(Your instructions): The response should consist of every record, reproduced exactly.

(Exercise data):
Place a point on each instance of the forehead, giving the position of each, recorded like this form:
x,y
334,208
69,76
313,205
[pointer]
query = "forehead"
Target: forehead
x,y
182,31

(Final answer):
Place a point on each instance of the forehead, giving the position of each, recorded like this form:
x,y
334,208
69,76
313,205
[pointer]
query = "forehead"
Target: forehead
x,y
182,31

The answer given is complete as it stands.